Below are records; copy exactly the line containing "Place one point per instance of the green" and every line after it, through the last.

▶ **Collected data entries**
Segment Open

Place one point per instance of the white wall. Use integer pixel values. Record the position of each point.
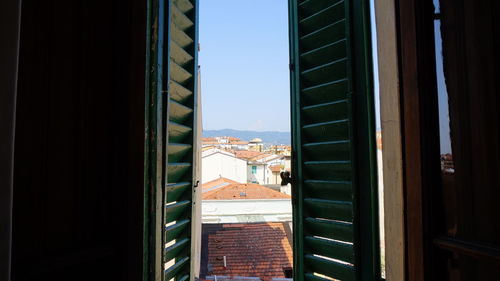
(260, 176)
(219, 164)
(246, 210)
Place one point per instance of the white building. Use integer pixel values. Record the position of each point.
(218, 163)
(246, 211)
(226, 201)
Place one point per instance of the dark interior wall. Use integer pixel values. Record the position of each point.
(9, 47)
(79, 141)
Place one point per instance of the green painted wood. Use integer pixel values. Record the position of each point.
(178, 133)
(330, 190)
(179, 93)
(330, 52)
(174, 269)
(179, 113)
(182, 245)
(181, 143)
(327, 92)
(177, 171)
(312, 277)
(337, 230)
(179, 36)
(333, 200)
(179, 74)
(329, 209)
(322, 17)
(326, 35)
(178, 151)
(184, 5)
(175, 230)
(180, 18)
(175, 191)
(174, 211)
(325, 73)
(183, 277)
(337, 270)
(326, 131)
(179, 55)
(327, 150)
(310, 7)
(330, 248)
(328, 170)
(326, 112)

Segment Closed

▶ **Exercise response**
Place one point per instance of the green painted wood. Use integer pixel values. Record the position of each point.
(178, 133)
(330, 190)
(179, 93)
(330, 52)
(174, 269)
(179, 113)
(182, 245)
(181, 143)
(327, 92)
(177, 171)
(312, 277)
(337, 230)
(179, 36)
(333, 200)
(179, 74)
(329, 209)
(322, 17)
(326, 35)
(178, 151)
(184, 5)
(175, 230)
(180, 18)
(175, 191)
(174, 211)
(325, 73)
(183, 277)
(337, 270)
(326, 131)
(179, 55)
(327, 150)
(310, 7)
(330, 248)
(328, 170)
(326, 112)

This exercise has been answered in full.